Document extract START

MOSCOW, March 5. /TASS/. Researchers from the Irkutsk State University (Russia) and University of North Florida (United States) have discovered that Lake Baikal’s large bacteria do not produce antibiotics, as similar organisms do, but fight microbes using other compounds that were never researched before, Russian Science Foundation said Thursday.
"Irkutsk University biologists, together with their Florida counterparts, have examined metabolism of Baikal actinobacteria — large micro-organisms capable of synthesizing biologically active substances. It turned out that these bacteria lack genes that code enzymes, required for antibiotic production. This means these bacteria fight microbes using other proteins and, possibly, chemical compounds unknown to the science," the message says.
Actinobacteria is a class of bacteria of large size and complex shape, capable of breaking down toxic chemicals that pollute the environment. They produce secondary metabolism products, which they do not need for growth and development, but which fulfill other roles. These chemicals include compounds used in medicine to suppress growth of pathogen bacteria and fungi.
Under the new study, Russian and American researchers examined secondary metabolism products in 24 strains of actinobacteria, discovered in Lake Baikal sediments. They have isolated their DNA and examined the genes that code biologically active compounds. It turned out that these strains lacked genes for flavin adenine dinucleotide (FAD)-dependent halogenases.
FAD is an enzyme, used in many biochemical processes. This enzyme is responsible for combination of halogen atoms, such as bromine and iodine, with various molecules. This leads to creation of antibiotics, such as tetracycline, chloramphenicol, and others.
In the meantime, although Baikal actinobacteria lacked those genes, biological activity was observed in 75% of the examined strains, so the researchers have concluded that it happens due to some other enzymes.
"Normal actinobacteria might include halogen atoms into chemical molecules they synthesize. The lack of such ability in Baikal bacteria is their unique feature, which suggests long evolution in ultra-fresh environment. Special features of Baikal actinobacteria indicate their significant potential for production of yet unknown antibiotics and natural compounds," says lead researcher Maxim Timofeyev.

Document extract END
Listed entries START

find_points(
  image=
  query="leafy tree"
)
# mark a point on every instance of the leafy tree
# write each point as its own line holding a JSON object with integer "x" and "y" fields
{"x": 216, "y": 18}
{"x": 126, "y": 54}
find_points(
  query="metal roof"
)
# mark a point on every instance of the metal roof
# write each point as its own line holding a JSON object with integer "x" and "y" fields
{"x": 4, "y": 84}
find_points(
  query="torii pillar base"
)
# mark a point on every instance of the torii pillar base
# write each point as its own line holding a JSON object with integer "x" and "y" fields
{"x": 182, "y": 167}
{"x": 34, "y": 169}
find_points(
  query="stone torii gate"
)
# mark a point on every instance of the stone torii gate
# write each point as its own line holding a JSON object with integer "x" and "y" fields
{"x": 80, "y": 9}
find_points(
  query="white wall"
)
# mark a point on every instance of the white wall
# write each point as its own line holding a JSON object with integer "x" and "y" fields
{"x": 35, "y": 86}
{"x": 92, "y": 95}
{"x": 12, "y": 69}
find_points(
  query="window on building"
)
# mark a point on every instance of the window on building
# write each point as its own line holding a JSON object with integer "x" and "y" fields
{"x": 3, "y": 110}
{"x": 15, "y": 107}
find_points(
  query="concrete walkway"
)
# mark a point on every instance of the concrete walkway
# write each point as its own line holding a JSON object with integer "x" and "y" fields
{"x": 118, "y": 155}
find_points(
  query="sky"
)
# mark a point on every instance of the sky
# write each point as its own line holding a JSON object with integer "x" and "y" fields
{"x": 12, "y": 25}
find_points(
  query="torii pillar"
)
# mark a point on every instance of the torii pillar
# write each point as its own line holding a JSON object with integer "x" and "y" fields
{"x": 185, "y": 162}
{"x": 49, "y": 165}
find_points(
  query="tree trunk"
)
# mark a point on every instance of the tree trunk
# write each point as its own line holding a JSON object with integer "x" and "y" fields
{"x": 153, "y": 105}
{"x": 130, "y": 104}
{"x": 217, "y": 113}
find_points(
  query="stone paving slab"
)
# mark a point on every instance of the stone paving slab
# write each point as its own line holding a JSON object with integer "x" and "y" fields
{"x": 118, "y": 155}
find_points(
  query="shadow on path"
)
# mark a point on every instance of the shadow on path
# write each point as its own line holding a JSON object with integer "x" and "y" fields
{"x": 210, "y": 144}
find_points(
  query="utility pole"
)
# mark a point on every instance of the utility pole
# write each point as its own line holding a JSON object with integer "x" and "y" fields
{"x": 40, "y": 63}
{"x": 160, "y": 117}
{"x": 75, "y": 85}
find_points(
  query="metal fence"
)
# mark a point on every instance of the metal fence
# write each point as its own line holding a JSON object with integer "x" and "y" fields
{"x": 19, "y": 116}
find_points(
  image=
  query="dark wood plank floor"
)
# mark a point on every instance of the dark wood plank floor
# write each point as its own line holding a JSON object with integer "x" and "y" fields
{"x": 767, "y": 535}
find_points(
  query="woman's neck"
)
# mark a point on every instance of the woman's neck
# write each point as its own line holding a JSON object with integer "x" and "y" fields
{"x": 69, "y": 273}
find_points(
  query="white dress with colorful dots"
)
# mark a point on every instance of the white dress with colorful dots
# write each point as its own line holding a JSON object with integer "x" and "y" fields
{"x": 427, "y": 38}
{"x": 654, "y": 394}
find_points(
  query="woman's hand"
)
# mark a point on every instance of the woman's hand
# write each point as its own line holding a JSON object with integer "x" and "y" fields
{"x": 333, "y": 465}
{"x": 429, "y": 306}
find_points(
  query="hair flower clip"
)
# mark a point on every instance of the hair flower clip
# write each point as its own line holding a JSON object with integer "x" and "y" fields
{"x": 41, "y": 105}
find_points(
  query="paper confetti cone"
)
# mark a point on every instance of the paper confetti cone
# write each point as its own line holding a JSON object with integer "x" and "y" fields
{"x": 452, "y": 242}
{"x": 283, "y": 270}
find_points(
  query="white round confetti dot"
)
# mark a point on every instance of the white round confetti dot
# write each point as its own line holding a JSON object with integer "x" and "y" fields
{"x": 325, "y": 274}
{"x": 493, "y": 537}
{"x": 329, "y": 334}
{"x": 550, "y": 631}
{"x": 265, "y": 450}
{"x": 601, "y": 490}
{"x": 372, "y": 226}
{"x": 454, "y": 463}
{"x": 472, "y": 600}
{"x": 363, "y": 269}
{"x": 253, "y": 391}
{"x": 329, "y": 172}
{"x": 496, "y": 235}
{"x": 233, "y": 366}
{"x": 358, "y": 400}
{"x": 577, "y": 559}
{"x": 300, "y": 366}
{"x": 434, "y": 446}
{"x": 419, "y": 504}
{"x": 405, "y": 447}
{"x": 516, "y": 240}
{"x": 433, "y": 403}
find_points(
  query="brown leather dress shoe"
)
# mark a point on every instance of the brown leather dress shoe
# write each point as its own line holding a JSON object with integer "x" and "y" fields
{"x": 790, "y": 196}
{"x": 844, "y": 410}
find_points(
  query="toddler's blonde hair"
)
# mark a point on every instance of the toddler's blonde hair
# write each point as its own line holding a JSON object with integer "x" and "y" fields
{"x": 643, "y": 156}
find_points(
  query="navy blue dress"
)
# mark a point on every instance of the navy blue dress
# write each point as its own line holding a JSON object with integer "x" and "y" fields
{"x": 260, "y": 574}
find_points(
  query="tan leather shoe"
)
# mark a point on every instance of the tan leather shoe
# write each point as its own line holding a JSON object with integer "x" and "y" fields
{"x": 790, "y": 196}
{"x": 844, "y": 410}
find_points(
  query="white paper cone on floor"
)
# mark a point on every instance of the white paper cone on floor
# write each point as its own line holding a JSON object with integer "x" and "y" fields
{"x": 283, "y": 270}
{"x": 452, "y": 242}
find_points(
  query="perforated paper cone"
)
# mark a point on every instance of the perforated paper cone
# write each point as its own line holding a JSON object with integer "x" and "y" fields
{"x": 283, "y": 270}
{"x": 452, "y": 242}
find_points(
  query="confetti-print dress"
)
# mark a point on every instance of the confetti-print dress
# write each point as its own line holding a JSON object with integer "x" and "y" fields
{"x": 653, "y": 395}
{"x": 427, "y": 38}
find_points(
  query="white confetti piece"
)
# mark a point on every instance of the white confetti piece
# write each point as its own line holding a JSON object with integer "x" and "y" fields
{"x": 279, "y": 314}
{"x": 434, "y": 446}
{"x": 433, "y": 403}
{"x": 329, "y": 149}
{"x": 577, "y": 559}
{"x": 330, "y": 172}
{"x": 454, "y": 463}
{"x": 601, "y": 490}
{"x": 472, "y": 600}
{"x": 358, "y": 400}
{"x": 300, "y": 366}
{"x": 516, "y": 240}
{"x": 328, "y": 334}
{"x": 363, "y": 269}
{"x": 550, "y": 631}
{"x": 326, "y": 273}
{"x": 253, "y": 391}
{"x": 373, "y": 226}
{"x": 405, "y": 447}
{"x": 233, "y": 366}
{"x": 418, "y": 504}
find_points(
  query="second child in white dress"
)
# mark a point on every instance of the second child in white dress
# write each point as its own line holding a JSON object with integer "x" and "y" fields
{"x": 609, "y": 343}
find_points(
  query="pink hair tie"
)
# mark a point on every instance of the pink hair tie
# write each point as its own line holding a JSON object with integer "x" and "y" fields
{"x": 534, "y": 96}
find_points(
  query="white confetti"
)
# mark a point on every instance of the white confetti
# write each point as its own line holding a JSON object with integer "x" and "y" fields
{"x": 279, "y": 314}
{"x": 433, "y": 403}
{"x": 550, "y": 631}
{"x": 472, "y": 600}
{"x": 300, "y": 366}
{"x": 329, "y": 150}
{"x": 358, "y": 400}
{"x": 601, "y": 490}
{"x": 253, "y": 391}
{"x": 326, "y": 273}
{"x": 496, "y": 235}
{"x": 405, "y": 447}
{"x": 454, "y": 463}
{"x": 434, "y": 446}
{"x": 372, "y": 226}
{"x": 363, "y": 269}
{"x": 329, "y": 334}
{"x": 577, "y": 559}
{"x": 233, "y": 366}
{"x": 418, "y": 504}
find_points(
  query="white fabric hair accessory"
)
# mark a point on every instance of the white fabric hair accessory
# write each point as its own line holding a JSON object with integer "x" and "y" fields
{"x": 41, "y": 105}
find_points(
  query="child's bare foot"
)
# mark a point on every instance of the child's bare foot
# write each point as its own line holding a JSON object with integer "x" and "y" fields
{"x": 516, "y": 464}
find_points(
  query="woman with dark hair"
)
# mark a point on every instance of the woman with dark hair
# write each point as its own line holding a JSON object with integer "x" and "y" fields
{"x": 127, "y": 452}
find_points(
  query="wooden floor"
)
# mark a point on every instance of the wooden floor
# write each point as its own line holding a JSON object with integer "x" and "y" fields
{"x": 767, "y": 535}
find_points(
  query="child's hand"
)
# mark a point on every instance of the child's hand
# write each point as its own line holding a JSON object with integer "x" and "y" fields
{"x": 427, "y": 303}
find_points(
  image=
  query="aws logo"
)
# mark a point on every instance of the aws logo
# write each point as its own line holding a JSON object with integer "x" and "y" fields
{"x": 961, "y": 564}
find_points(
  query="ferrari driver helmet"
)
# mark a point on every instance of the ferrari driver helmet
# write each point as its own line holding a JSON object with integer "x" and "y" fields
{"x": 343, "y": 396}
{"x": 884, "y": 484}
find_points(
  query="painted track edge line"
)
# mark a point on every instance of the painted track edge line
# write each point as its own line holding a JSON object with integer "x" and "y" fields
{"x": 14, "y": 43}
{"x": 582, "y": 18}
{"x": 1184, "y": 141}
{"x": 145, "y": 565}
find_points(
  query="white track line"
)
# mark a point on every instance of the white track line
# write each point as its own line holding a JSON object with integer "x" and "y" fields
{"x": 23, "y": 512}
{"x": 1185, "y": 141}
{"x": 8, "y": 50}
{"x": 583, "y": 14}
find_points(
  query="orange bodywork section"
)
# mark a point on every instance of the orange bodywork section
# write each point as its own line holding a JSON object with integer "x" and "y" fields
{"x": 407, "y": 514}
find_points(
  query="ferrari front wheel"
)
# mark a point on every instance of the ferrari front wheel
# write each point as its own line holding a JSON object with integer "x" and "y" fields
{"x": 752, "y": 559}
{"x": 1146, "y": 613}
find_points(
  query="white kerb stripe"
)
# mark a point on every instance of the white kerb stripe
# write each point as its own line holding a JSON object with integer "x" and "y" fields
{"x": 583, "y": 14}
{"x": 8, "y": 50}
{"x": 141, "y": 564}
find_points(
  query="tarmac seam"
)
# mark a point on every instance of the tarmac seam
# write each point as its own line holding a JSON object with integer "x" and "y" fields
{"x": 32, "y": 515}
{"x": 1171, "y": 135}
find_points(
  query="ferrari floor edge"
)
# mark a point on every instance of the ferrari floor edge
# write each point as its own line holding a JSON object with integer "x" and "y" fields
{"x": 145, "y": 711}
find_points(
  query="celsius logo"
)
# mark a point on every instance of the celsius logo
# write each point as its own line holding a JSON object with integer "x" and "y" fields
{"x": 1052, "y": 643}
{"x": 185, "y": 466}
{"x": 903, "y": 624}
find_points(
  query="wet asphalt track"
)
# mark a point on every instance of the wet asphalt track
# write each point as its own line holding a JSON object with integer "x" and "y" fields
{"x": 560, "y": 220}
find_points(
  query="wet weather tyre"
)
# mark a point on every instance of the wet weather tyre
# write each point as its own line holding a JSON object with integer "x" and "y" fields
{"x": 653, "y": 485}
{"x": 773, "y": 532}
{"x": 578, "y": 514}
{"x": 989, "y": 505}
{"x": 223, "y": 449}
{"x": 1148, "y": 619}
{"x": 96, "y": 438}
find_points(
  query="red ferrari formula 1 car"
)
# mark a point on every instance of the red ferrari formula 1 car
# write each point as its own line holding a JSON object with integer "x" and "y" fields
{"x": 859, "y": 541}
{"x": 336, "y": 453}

Listed entries END

_Parts of the exercise_:
a) In the Lake Baikal bacteria report, how many strains of actinobacteria did the researchers examine?
b) Write out the Lake Baikal bacteria report starting with "FAD is an enzyme, used" and going on through "some other enzymes.", replacing "bromine" with "chlorine".
The rows have nothing to do with the report on Lake Baikal bacteria.

_Answer list_:
a) They examined 24 strains of actinobacteria.

b)
FAD is an enzyme, used in many biochemical processes. This enzyme is responsible for combination of halogen atoms, such as chlorine and iodine, with various molecules. This leads to creation of antibiotics, such as tetracycline, chloramphenicol, and others.
In the meantime, although Baikal actinobacteria lacked those genes, biological activity was observed in 75% of the examined strains, so the researchers have concluded that it happens due to some other enzymes.